------ Dataset rows
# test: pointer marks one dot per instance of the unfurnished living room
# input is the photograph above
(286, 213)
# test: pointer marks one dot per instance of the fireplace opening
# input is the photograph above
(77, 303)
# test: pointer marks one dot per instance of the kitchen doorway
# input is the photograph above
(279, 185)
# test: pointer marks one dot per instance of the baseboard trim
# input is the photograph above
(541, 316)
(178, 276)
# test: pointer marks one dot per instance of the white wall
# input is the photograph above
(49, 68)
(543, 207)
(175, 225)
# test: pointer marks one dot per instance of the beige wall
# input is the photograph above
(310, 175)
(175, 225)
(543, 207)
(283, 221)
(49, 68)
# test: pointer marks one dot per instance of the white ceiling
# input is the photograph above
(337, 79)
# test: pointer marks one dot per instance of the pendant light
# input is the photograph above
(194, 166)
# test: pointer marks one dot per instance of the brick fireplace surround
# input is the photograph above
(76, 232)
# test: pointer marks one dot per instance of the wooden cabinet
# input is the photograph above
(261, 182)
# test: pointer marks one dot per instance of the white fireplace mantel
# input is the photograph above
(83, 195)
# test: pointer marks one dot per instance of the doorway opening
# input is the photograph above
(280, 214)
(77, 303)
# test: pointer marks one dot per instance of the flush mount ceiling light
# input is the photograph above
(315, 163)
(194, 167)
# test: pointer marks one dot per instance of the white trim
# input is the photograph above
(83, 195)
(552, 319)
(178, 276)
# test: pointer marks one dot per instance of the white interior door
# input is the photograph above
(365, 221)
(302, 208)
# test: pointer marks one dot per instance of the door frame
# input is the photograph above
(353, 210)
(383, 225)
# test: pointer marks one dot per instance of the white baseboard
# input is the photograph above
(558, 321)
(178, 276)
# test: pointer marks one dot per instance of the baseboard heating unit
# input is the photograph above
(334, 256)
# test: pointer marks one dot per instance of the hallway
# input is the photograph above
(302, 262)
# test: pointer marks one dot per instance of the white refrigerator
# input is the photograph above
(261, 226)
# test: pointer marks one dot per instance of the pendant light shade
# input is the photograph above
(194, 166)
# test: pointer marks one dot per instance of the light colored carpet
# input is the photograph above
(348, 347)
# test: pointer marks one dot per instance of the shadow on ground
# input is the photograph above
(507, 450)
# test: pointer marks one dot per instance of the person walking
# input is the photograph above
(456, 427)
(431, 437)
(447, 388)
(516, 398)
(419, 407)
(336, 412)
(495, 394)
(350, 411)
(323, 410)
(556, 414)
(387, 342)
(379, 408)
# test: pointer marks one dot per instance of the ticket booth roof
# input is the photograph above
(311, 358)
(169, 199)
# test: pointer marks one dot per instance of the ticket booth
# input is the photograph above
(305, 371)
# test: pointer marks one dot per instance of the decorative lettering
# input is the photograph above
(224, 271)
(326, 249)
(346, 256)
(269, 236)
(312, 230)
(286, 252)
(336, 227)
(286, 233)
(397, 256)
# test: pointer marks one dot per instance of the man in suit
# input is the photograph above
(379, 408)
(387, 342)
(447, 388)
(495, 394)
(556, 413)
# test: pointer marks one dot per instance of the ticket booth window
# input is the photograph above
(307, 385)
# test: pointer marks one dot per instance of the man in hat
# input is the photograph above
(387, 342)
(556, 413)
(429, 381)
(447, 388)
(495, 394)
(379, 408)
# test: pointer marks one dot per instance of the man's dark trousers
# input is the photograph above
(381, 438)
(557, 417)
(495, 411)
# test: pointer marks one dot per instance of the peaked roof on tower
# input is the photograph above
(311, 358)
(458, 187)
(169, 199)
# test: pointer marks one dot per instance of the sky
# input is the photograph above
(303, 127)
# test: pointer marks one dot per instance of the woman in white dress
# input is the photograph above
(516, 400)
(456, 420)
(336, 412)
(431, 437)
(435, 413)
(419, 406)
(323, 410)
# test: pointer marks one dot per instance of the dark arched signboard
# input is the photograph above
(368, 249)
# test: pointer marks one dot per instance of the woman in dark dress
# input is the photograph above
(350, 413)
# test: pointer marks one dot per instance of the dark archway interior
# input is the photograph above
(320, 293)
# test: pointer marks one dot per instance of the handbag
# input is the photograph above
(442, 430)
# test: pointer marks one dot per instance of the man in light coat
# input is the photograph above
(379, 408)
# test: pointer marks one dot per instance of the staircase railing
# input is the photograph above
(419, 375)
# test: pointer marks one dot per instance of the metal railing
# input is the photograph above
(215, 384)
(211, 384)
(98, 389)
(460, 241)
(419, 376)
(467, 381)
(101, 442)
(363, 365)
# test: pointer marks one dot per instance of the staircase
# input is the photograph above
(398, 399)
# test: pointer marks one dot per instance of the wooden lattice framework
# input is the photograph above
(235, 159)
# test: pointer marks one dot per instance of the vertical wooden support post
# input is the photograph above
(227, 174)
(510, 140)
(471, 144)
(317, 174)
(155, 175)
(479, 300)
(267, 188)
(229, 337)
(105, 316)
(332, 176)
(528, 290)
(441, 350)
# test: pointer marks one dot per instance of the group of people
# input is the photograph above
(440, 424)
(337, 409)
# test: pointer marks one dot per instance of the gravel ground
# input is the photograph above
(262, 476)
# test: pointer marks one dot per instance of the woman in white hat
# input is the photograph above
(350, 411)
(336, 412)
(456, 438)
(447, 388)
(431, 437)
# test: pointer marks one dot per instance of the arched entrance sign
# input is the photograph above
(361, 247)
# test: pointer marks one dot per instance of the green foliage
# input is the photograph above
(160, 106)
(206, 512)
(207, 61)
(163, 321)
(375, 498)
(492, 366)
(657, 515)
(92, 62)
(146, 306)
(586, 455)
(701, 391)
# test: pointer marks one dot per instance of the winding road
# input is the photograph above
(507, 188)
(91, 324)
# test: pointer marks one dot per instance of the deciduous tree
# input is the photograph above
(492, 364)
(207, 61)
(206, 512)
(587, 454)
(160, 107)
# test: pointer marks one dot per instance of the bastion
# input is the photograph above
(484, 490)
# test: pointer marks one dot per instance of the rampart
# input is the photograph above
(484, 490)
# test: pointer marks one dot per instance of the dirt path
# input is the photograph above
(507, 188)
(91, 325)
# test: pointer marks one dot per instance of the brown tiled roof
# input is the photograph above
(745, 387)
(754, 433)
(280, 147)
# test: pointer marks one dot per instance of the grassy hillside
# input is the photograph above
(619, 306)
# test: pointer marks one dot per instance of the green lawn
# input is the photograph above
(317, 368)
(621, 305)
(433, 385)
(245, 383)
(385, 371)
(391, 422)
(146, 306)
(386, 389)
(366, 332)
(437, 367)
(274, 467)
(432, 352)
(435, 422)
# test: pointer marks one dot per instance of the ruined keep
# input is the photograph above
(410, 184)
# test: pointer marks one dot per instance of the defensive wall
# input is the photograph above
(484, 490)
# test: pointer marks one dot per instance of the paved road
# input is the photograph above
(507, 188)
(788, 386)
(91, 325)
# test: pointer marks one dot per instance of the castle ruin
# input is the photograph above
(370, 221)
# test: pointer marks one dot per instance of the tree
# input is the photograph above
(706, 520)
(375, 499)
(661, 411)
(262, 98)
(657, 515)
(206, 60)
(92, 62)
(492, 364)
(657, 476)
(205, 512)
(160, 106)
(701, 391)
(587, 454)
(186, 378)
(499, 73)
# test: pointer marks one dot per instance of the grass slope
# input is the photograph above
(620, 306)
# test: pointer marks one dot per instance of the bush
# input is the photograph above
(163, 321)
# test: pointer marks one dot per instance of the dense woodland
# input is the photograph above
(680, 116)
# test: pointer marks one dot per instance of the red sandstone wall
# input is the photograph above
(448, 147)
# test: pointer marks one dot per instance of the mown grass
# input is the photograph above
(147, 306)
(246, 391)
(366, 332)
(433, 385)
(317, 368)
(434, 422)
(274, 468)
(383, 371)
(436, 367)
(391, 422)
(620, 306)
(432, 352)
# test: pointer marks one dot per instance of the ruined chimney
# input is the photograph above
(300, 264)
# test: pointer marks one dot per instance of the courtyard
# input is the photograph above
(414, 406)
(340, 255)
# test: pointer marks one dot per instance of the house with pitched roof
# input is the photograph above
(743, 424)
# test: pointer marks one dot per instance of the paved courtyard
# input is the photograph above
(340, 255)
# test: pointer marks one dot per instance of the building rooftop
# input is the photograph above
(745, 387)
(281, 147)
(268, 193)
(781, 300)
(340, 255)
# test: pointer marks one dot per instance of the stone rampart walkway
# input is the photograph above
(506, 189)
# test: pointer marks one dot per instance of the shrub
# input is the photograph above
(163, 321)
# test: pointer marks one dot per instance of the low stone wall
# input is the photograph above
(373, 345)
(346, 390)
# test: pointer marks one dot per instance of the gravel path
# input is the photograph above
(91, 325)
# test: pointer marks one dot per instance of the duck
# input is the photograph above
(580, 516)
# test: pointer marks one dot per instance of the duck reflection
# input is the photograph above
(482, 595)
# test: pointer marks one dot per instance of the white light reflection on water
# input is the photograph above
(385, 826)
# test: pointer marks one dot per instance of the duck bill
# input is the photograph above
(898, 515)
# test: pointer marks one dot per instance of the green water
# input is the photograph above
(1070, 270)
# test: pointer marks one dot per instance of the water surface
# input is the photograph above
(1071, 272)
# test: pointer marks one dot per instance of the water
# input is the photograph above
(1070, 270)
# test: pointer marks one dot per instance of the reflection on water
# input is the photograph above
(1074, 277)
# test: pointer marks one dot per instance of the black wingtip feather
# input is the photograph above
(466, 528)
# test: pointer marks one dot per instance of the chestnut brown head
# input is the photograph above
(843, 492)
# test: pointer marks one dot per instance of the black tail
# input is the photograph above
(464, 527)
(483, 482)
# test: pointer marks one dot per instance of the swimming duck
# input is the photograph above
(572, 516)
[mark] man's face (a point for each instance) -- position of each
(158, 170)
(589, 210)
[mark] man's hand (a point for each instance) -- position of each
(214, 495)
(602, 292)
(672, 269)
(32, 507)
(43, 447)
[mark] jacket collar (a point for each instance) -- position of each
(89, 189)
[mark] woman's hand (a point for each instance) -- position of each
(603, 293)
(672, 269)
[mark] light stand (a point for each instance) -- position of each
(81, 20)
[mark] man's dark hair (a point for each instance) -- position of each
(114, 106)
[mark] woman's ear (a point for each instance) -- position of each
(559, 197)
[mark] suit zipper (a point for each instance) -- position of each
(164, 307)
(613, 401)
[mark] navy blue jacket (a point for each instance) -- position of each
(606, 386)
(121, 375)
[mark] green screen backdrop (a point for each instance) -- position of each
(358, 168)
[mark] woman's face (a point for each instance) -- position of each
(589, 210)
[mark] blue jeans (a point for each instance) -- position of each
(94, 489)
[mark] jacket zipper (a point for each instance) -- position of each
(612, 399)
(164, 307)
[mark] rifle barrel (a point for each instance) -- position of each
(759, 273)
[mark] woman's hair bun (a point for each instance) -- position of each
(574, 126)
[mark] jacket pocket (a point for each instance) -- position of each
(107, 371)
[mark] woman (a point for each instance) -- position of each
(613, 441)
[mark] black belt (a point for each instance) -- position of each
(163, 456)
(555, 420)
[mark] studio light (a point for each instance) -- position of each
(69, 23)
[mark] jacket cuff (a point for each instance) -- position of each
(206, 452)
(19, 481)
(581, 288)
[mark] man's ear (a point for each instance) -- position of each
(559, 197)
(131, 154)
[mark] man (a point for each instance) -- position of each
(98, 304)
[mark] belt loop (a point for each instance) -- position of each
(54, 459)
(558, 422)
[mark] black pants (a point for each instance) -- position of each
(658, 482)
------------
--- Written exercise ---
Exactly and only the lines from the one containing "[mark] rifle barrel" through the end of the material are to be reproduced, both ends included.

--- Problem solution ---
[mark] rifle barrel (a point for each instance) -- position of each
(759, 273)
[mark] woman's hair bun (a point for each instance) -- position of each
(574, 126)
[mark] jacket pocket (a point for each instance) -- position of each
(107, 371)
[mark] woman (a point for each instance) -- position of each
(613, 441)
[mark] black belt (a point for each instance) -- position of each
(163, 456)
(555, 420)
[mark] studio light (a point for each instance) -- position of each
(69, 23)
[mark] jacket cuff (a point for each instance) -- position of each
(206, 452)
(19, 481)
(581, 288)
[mark] man's ear (a point for each instance) -- position of each
(559, 197)
(131, 154)
[mark] man (a point for each instance) -- position of each
(98, 304)
[mark] belt loop (a point for each instance) -- position of each
(54, 459)
(558, 422)
[mark] black pants (a point for each instance) -- position of each
(658, 482)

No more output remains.